Exercise input>

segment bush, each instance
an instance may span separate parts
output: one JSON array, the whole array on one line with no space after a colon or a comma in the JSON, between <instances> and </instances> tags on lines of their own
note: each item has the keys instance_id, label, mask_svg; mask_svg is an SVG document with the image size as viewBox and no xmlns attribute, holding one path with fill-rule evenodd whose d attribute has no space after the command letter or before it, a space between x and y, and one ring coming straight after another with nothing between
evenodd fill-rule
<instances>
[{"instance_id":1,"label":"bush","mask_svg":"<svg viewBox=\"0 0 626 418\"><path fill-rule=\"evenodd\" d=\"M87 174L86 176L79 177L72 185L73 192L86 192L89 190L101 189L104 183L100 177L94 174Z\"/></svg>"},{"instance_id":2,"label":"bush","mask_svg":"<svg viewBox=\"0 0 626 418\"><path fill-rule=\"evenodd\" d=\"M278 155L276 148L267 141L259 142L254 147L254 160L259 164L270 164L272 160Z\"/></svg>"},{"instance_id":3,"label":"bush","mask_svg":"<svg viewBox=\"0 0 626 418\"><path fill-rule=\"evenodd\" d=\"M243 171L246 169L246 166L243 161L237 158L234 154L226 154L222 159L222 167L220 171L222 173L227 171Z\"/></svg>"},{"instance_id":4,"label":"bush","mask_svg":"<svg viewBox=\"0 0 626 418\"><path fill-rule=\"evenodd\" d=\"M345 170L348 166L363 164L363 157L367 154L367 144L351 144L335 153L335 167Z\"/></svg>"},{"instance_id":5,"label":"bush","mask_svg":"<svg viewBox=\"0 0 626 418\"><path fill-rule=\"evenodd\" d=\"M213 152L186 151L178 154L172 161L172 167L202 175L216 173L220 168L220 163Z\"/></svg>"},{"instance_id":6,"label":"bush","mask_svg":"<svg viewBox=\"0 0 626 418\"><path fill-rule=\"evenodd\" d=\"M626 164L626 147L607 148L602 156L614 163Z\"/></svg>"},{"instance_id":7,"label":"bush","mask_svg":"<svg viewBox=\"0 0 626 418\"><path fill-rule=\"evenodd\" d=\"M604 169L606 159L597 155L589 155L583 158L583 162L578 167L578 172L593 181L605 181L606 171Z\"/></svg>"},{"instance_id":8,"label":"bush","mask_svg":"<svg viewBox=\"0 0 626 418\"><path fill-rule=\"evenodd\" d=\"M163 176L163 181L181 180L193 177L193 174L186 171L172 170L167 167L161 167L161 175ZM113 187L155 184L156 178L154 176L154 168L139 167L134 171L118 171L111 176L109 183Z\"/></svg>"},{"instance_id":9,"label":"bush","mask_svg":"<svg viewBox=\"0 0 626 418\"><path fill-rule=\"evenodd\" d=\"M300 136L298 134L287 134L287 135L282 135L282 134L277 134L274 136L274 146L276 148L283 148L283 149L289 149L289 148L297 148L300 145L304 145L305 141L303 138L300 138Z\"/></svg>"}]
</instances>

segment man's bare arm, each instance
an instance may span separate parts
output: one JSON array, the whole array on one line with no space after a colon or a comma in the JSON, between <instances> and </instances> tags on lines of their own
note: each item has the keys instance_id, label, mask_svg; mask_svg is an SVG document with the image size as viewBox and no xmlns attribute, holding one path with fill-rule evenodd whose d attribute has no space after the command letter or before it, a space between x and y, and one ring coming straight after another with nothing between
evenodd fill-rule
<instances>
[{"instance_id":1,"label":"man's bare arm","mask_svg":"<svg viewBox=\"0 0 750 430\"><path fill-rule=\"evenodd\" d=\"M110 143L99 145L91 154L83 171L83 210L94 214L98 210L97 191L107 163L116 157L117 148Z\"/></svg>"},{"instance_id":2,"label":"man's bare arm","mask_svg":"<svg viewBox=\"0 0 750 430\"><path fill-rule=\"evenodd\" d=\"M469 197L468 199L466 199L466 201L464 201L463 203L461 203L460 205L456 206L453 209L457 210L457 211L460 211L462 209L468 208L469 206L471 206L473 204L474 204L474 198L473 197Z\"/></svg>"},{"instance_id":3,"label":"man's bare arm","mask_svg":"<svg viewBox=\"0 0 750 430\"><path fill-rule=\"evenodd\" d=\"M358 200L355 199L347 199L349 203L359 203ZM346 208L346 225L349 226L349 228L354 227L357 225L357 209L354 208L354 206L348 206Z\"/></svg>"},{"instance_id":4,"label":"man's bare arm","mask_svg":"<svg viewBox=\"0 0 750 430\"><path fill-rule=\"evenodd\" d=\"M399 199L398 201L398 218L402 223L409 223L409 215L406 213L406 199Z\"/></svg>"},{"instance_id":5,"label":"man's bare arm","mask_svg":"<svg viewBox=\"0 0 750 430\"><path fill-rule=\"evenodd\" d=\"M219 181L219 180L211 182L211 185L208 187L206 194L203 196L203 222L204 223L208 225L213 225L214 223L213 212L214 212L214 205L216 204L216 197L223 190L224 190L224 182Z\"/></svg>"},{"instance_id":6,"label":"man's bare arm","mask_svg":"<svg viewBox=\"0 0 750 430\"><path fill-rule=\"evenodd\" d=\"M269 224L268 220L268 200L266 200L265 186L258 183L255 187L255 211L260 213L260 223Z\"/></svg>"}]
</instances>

Your instructions>
Your task is to transcribe the listing above in full, exactly as given.

Solution for this problem>
segment bush, each instance
an instance may span separate parts
output: one JSON array, the whole array on one line with no space after a colon or a comma in the JSON, between <instances> and </instances> tags on lines of their own
note: each item has the keys instance_id, label, mask_svg; mask_svg is an SVG document with the image size as viewBox and no xmlns attribute, holding one path with fill-rule evenodd whose d attribute has no space after the command letter or before it, a space between x and y, and one ring coming straight after another with nothing between
evenodd fill-rule
<instances>
[{"instance_id":1,"label":"bush","mask_svg":"<svg viewBox=\"0 0 626 418\"><path fill-rule=\"evenodd\" d=\"M87 174L86 176L79 177L72 185L73 192L86 192L89 190L101 189L104 183L100 177L94 174Z\"/></svg>"},{"instance_id":2,"label":"bush","mask_svg":"<svg viewBox=\"0 0 626 418\"><path fill-rule=\"evenodd\" d=\"M278 155L276 148L267 141L259 142L254 147L254 160L259 164L270 164L272 160Z\"/></svg>"},{"instance_id":3,"label":"bush","mask_svg":"<svg viewBox=\"0 0 626 418\"><path fill-rule=\"evenodd\" d=\"M243 171L246 169L246 166L243 161L237 158L234 154L226 154L222 159L222 167L220 171L222 173L227 171Z\"/></svg>"},{"instance_id":4,"label":"bush","mask_svg":"<svg viewBox=\"0 0 626 418\"><path fill-rule=\"evenodd\" d=\"M345 170L348 166L363 164L363 157L367 154L367 144L351 144L335 153L335 167Z\"/></svg>"},{"instance_id":5,"label":"bush","mask_svg":"<svg viewBox=\"0 0 626 418\"><path fill-rule=\"evenodd\" d=\"M213 152L186 151L178 154L172 161L172 167L202 175L216 173L220 168L220 163Z\"/></svg>"},{"instance_id":6,"label":"bush","mask_svg":"<svg viewBox=\"0 0 626 418\"><path fill-rule=\"evenodd\" d=\"M626 164L626 147L607 148L602 156L614 163Z\"/></svg>"},{"instance_id":7,"label":"bush","mask_svg":"<svg viewBox=\"0 0 626 418\"><path fill-rule=\"evenodd\" d=\"M604 169L606 159L597 155L589 155L583 158L583 162L578 167L578 172L593 181L605 181L606 171Z\"/></svg>"},{"instance_id":8,"label":"bush","mask_svg":"<svg viewBox=\"0 0 626 418\"><path fill-rule=\"evenodd\" d=\"M163 176L163 181L181 180L193 177L193 174L186 171L172 170L167 167L161 167L161 175ZM113 187L155 184L156 178L154 176L154 168L139 167L134 171L118 171L111 176L109 183Z\"/></svg>"},{"instance_id":9,"label":"bush","mask_svg":"<svg viewBox=\"0 0 626 418\"><path fill-rule=\"evenodd\" d=\"M300 136L298 134L287 134L287 135L282 135L282 134L277 134L274 136L274 146L276 148L283 148L283 149L289 149L289 148L297 148L300 145L304 145L305 141L303 138L300 138Z\"/></svg>"}]
</instances>

segment man's bare arm, each instance
an instance may span separate parts
output: one JSON array, the whole array on one line with no space after a colon or a comma in the JSON, between <instances> and </instances> tags on lines of their own
note: each item has the keys instance_id, label, mask_svg; mask_svg is an SVG document with the image size as viewBox and no xmlns attribute, holding one path with fill-rule evenodd whose d attribute has no space after the command letter or before it, a space between x and y, and one ring coming straight after another with nothing between
evenodd fill-rule
<instances>
[{"instance_id":1,"label":"man's bare arm","mask_svg":"<svg viewBox=\"0 0 750 430\"><path fill-rule=\"evenodd\" d=\"M110 143L99 145L91 154L83 171L83 210L94 214L98 210L97 191L107 163L116 157L117 148Z\"/></svg>"},{"instance_id":2,"label":"man's bare arm","mask_svg":"<svg viewBox=\"0 0 750 430\"><path fill-rule=\"evenodd\" d=\"M469 197L468 199L466 199L466 201L464 201L463 203L461 203L460 205L456 206L453 209L457 210L457 211L460 211L462 209L468 208L469 206L471 206L473 204L474 204L474 198L473 197Z\"/></svg>"},{"instance_id":3,"label":"man's bare arm","mask_svg":"<svg viewBox=\"0 0 750 430\"><path fill-rule=\"evenodd\" d=\"M358 200L355 199L347 199L349 203L359 203ZM346 208L346 225L349 226L349 228L354 227L357 225L357 209L354 208L354 206L348 206Z\"/></svg>"},{"instance_id":4,"label":"man's bare arm","mask_svg":"<svg viewBox=\"0 0 750 430\"><path fill-rule=\"evenodd\" d=\"M399 199L398 201L398 218L402 223L409 223L409 215L406 213L406 199Z\"/></svg>"},{"instance_id":5,"label":"man's bare arm","mask_svg":"<svg viewBox=\"0 0 750 430\"><path fill-rule=\"evenodd\" d=\"M219 181L219 180L211 182L211 185L208 187L206 194L203 196L203 222L204 223L208 225L213 225L214 223L213 212L214 212L214 205L216 204L216 197L223 190L224 190L224 182Z\"/></svg>"},{"instance_id":6,"label":"man's bare arm","mask_svg":"<svg viewBox=\"0 0 750 430\"><path fill-rule=\"evenodd\" d=\"M269 224L268 220L268 200L266 200L265 186L258 183L255 187L255 211L260 213L260 223Z\"/></svg>"}]
</instances>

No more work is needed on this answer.